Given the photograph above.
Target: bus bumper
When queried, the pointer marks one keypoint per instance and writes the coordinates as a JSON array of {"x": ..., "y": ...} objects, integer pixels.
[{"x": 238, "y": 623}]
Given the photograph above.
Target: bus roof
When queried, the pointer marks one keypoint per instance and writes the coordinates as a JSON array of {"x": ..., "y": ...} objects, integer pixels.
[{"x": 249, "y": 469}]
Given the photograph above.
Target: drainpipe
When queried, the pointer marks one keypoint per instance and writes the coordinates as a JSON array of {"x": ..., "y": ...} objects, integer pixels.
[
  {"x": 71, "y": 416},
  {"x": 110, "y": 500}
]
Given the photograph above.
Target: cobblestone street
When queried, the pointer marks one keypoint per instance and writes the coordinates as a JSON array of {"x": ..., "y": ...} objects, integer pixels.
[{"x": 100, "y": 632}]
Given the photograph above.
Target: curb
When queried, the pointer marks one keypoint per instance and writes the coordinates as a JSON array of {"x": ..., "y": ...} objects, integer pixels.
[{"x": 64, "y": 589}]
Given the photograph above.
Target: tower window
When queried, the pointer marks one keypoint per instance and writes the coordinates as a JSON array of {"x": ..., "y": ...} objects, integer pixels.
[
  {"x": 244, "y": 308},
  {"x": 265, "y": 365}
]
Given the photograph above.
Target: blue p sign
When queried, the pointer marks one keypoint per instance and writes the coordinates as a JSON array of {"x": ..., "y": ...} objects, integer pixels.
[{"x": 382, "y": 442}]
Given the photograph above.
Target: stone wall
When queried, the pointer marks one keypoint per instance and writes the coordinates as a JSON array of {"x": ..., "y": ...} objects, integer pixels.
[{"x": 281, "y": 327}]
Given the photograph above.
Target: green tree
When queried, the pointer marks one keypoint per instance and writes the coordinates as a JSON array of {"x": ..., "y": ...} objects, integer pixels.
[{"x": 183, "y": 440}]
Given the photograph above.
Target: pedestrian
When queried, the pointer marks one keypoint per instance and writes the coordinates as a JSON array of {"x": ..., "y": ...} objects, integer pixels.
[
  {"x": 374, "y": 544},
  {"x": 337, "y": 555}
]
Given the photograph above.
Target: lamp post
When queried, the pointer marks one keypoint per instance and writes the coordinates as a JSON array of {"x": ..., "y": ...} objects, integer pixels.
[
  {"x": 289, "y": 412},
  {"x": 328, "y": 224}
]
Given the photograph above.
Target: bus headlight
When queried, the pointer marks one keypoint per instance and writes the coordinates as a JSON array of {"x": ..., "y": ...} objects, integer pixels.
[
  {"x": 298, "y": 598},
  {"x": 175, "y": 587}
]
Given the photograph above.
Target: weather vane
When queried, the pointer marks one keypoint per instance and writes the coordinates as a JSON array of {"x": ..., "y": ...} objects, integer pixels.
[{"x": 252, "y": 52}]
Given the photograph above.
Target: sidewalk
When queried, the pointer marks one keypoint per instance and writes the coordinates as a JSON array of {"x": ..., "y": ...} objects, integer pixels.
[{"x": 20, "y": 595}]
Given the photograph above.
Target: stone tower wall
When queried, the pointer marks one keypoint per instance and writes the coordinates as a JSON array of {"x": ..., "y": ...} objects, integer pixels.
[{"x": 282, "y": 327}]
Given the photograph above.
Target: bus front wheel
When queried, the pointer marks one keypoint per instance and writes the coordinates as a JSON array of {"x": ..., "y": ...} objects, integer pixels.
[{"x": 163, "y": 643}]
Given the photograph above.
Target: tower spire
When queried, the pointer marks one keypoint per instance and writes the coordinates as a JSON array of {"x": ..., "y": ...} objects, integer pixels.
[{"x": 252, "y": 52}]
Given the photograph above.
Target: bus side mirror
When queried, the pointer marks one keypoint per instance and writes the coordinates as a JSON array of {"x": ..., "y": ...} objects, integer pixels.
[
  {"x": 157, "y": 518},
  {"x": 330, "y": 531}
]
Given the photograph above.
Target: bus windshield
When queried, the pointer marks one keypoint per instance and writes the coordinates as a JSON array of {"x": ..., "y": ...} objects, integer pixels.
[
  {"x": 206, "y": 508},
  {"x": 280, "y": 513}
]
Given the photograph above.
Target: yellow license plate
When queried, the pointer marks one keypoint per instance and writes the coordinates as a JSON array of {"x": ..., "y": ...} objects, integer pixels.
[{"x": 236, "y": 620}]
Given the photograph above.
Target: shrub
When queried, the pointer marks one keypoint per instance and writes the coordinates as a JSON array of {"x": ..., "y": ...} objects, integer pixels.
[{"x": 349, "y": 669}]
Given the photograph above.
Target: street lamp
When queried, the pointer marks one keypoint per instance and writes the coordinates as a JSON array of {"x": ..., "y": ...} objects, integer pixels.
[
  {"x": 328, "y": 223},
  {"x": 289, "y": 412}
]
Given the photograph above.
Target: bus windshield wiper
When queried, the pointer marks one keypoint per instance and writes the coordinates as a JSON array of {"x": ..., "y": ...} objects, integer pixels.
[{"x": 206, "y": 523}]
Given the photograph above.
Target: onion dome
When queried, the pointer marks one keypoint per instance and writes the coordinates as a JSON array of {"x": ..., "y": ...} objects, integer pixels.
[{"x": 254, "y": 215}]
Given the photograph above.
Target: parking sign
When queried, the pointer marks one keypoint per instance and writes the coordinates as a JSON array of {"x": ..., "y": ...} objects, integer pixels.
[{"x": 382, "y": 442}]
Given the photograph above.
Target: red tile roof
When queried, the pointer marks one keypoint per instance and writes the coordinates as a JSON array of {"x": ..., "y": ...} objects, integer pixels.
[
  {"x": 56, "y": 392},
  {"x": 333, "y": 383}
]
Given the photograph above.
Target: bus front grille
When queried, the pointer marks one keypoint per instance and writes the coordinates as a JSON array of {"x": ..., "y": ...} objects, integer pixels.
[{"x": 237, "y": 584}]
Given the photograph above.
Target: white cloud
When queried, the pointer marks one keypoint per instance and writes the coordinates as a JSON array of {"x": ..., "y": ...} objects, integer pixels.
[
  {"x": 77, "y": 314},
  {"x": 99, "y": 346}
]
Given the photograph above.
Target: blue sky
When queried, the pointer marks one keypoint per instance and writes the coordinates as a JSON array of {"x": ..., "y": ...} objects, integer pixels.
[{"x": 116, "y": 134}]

---------------

Directions:
Copy the records above exactly.

Worked answer:
Given the photograph above.
Target: bus bumper
When queried, the pointer marks one keypoint per instance and writes the coordinates as a JSON array of {"x": ..., "y": ...} objects, integer pixels.
[{"x": 238, "y": 623}]
Given the photograph above.
Target: bus roof
When queried, the pointer marks one keypoint per instance and writes the coordinates as a JSON array of {"x": ..., "y": ...} objects, integer pixels.
[{"x": 249, "y": 469}]
Given the photograph above.
Target: drainpipe
When queried, the pointer marks one keypoint per instance and writes the coordinates as a JSON array of {"x": ..., "y": ...} objects, integer pixels.
[
  {"x": 71, "y": 416},
  {"x": 110, "y": 500}
]
Given the photograph above.
Target: cobblestone street
When queried, the pointer marks one keypoint per instance and writes the coordinates as a JSON array of {"x": ..., "y": ...} objects, integer pixels.
[{"x": 100, "y": 632}]
Given the photograph above.
Target: curb
When queried, the pointer marks one keypoint per instance and writes the coordinates as a JSON array of {"x": ..., "y": ...} objects, integer pixels.
[{"x": 64, "y": 589}]
Given the photograph above.
Target: tower window
When queried, the pointer marks one keypoint per instance and writes the coordinates as a JSON array of {"x": ..., "y": ...} objects, integer pixels.
[
  {"x": 244, "y": 308},
  {"x": 265, "y": 365}
]
Given the photograph above.
Target: blue p sign
When queried, the pointer marks one keypoint per instance and writes the coordinates as a JSON array of {"x": ..., "y": ...} objects, integer pixels.
[{"x": 382, "y": 442}]
Given the photograph above.
Target: stone wall
When queried, the pointer marks one keypoint per instance and writes the coordinates as a JSON array of {"x": ..., "y": ...} objects, integer pixels.
[{"x": 281, "y": 327}]
Given the photograph above.
Target: green tree
When queried, the pointer marks one keypoint per instance and writes the coordinates as a JSON array of {"x": ..., "y": ...} objects, integer pixels.
[{"x": 183, "y": 440}]
Given the photograph above.
Target: pedestrian
When queried, the pointer marks one keypoint per instance and writes the coordinates as a JSON array of {"x": ..., "y": ...} objects, integer pixels.
[
  {"x": 374, "y": 544},
  {"x": 337, "y": 555}
]
Given the photograph above.
Target: lamp post
When queried, the pointer marks one keypoint per instance and writes the coordinates as a JSON array of {"x": ..., "y": ...} objects, integer pixels.
[
  {"x": 289, "y": 412},
  {"x": 328, "y": 224}
]
Given the photograph above.
Target: bus headlight
When queried, the pointer marks one keypoint per instance and writes the coordinates as a JSON array of {"x": ..., "y": ...} objects, integer pixels.
[
  {"x": 298, "y": 598},
  {"x": 175, "y": 587}
]
Given the photograph above.
Target: weather vane
When queried, the pointer marks one keypoint per instance and writes the coordinates as a JSON array of {"x": ..., "y": ...} objects, integer pixels.
[{"x": 252, "y": 52}]
Given the photograph above.
Target: sidewalk
When queried, the pointer marks one keypoint per instance and writes the coordinates as a JSON array of {"x": ..., "y": ...} objects, integer pixels.
[{"x": 20, "y": 595}]
Given the photograph above.
Target: stone tower wall
When queried, the pointer marks one keypoint per instance and writes the coordinates as a JSON array of {"x": ..., "y": ...} objects, integer pixels.
[{"x": 282, "y": 327}]
Given the photograph above.
Target: bus front wheel
When queried, the pointer marks one keypoint per instance and writes the coordinates as a JSON array of {"x": ..., "y": ...} objects, integer pixels.
[{"x": 163, "y": 643}]
Given the photograph above.
Target: tower spire
When queried, the pointer marks one keypoint per instance and writes the coordinates as a JSON array of {"x": ..., "y": ...} objects, integer pixels.
[{"x": 252, "y": 52}]
Given the photograph above.
Target: bus side mirror
When queried, the pointer marks one keypoint per instance and writes the coordinates as a JSON array of {"x": ..., "y": ...} objects, integer pixels.
[
  {"x": 157, "y": 518},
  {"x": 330, "y": 531}
]
Given the photograph above.
Target: bus windshield
When queried, the pointer marks one keypoint per instance and writes the coordinates as a JSON array of {"x": ..., "y": ...} objects, integer pixels.
[
  {"x": 206, "y": 508},
  {"x": 280, "y": 513}
]
Given the photograph above.
Target: yellow license plate
When queried, the pointer marks one keypoint per instance and writes the coordinates as a JSON array of {"x": ..., "y": ...} objects, integer pixels.
[{"x": 236, "y": 620}]
Given the photograph above.
Target: shrub
When queried, the pointer marks one keypoint per instance and writes the coordinates as a JSON array of {"x": ..., "y": ...} objects, integer pixels.
[{"x": 349, "y": 669}]
Given the photograph above.
Target: street lamp
When queried, the pointer marks one keypoint per instance and writes the coordinates as a JSON array of {"x": ..., "y": ...} objects, integer pixels.
[
  {"x": 328, "y": 223},
  {"x": 289, "y": 412}
]
Given the photograph above.
Target: bus windshield wiper
When queried, the pointer marks one keypoint per instance and writes the coordinates as a JSON array of {"x": ..., "y": ...} objects, integer pixels.
[{"x": 206, "y": 523}]
Given the photograph above.
Target: onion dome
When queried, the pointer marks one keypoint per instance and writes the coordinates as a JSON array of {"x": ..., "y": ...} objects, integer pixels.
[{"x": 254, "y": 215}]
Given the photograph above.
Target: parking sign
When queried, the pointer marks one keypoint per instance and writes the coordinates as a JSON array of {"x": ..., "y": ...} objects, integer pixels.
[{"x": 382, "y": 442}]
Given the photograph above.
Target: red tile roof
When queried, the pointer marks one keypoint per instance and writes the coordinates as a JSON array of {"x": ..., "y": ...} objects, integer pixels.
[
  {"x": 56, "y": 392},
  {"x": 333, "y": 383}
]
Given the photograph above.
Target: bus front grille
When queried, the pointer marks one keypoint per instance and writes the coordinates as a JSON array of {"x": ..., "y": ...} objects, integer pixels.
[{"x": 237, "y": 584}]
Given the photograph above.
Target: white cloud
When queried, the pointer marks one keypoint per instance and writes the coordinates as a JSON array of {"x": ..., "y": ...} objects, integer pixels.
[
  {"x": 77, "y": 314},
  {"x": 99, "y": 346}
]
Given the photograph above.
Target: blue sky
When queried, the pointer marks one keypoint per instance and writes the coordinates as a JSON array of {"x": ..., "y": ...} objects, integer pixels.
[{"x": 116, "y": 134}]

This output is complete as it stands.